Begin SUPPLIED RECORDS

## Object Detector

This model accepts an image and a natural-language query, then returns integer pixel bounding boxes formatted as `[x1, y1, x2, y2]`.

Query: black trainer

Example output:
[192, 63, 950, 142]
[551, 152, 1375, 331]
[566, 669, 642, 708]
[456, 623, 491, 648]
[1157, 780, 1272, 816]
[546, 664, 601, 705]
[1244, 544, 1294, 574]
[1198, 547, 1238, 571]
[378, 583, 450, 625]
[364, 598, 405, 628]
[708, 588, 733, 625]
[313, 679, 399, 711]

End SUPPLIED RECORDS

* TASK REQUIREMENTS *
Copy the listing above line for line, leaving every character unchanged.

* SOLUTION TO THIS PROBLEM *
## Object Detector

This model accepts an image and a natural-language query, then returns integer pixel bounding boxes formatted as `[x1, y1, x2, y2]`.

Query: black trainer

Example output:
[192, 63, 950, 142]
[551, 152, 1375, 331]
[566, 669, 642, 708]
[456, 623, 491, 648]
[1157, 780, 1272, 816]
[546, 664, 601, 705]
[1244, 544, 1294, 574]
[1198, 547, 1238, 571]
[378, 583, 450, 625]
[364, 598, 405, 628]
[708, 588, 733, 625]
[313, 679, 399, 711]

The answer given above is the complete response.